- [TRECHO DO TEXTO]:
Dois casos de violência sexual durante atendimento médico vieram à tona na última semana, em Santa Catarina. Na sexta-feira (15), o Conselho Regional de Medicina de SC abriu processo para investigar um ginecologista e obstetra, coordenador do departamento de obstetrícia e ginecologia da Universidade Federal de Santa Catarina (UFSC), depois de tomar conhecimento de denúncias de abuso sexual contra ele pela imprensa. Pelo menos cinco pacientes relataram abusos que aconteciam durante o atendimento ginecológico. Em Itajaí, um clínico geral que atuava em vários hospitais do estado foi preso temporariamente no último sábado, depois que vídeos contendo cenas de violação sexual foram entregues à polícia. Dezesseis mulheres aparecem nos vídeos gravados durante atendimento médico.

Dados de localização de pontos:
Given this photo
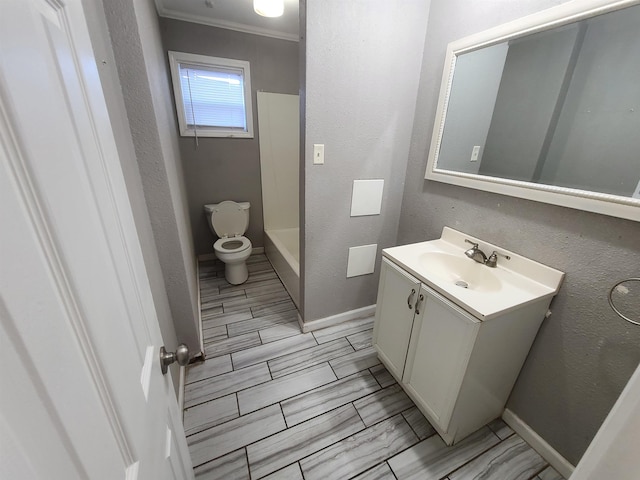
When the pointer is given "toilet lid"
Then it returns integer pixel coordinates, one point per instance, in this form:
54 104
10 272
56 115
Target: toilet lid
232 245
229 219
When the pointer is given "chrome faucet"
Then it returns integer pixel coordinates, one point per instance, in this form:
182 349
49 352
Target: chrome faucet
474 253
492 261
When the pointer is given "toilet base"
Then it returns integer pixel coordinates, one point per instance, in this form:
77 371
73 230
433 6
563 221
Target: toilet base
236 273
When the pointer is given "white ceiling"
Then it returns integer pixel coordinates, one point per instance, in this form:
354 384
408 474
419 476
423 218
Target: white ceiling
233 15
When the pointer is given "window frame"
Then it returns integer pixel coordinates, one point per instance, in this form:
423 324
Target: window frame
177 58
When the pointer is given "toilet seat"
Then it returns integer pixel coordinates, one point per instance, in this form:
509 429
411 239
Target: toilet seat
226 244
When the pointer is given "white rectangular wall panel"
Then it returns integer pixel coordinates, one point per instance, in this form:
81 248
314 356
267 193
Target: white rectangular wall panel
367 197
362 260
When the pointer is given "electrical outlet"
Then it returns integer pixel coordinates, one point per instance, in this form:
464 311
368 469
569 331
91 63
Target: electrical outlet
318 153
474 153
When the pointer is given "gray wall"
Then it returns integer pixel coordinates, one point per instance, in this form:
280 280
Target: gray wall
584 354
115 103
599 119
362 70
229 168
140 62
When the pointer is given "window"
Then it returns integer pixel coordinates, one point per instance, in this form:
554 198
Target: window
213 95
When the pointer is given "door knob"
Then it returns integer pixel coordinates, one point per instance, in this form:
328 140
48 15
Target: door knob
181 355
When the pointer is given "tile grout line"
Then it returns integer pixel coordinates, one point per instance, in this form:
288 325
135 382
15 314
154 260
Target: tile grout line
475 457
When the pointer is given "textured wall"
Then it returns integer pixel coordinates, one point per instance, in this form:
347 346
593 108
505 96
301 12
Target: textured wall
584 354
362 69
135 38
229 168
120 124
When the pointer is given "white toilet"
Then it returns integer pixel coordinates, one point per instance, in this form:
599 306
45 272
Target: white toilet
229 220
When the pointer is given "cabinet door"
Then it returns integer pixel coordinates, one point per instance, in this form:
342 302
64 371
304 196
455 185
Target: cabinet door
441 343
397 294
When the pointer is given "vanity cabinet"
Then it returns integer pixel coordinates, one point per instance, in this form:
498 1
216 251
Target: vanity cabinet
457 369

- [TAREFA 1]:
Transcreva do texto sobre os casos em Santa Catarina o trecho entre "Dois casos de" e "durante atendimento médico.", ambos incluídos.
- [TAREFA 2]:
Diga se cada afirmação concorda com o texto sobre os casos em Santa Catarina, respondendo sim ou não e citando as palavras do texto que decidem a questão. (a) O Conselho Regional de Medicina de SC abriu o processo numa sexta-feira. (b) O clínico geral preso em Itajaí trabalhava em um único hospital. (c) Doze mulheres aparecem nos vídeos entregues à polícia.
Esse material não tem relação com o texto.

- [RESPOSTA ESCRITA 1]:
Dois casos de violência sexual durante atendimento médico vieram à tona na última semana, em Santa Catarina. Na sexta-feira (15), o Conselho Regional de Medicina de SC abriu processo para investigar um ginecologista e obstetra, coordenador do departamento de obstetrícia e ginecologia da Universidade Federal de Santa Catarina (UFSC), depois de tomar conhecimento de denúncias de abuso sexual contra ele pela imprensa. Pelo menos cinco pacientes relataram abusos que aconteciam durante o atendimento ginecológico. Em Itajaí, um clínico geral que atuava em vários hospitais do estado foi preso temporariamente no último sábado, depois que vídeos contendo cenas de violação sexual foram entregues à polícia. Dezesseis mulheres aparecem nos vídeos gravados durante atendimento médico.

- [RESPOSTA ESCRITA 2]:
(a) Sim: "Na sexta-feira (15), o Conselho Regional de Medicina de SC abriu processo".
(b) Não: "um clínico geral que atuava em vários hospitais do estado".
(c) Não: "Dezesseis mulheres aparecem nos vídeos gravados durante atendimento médico."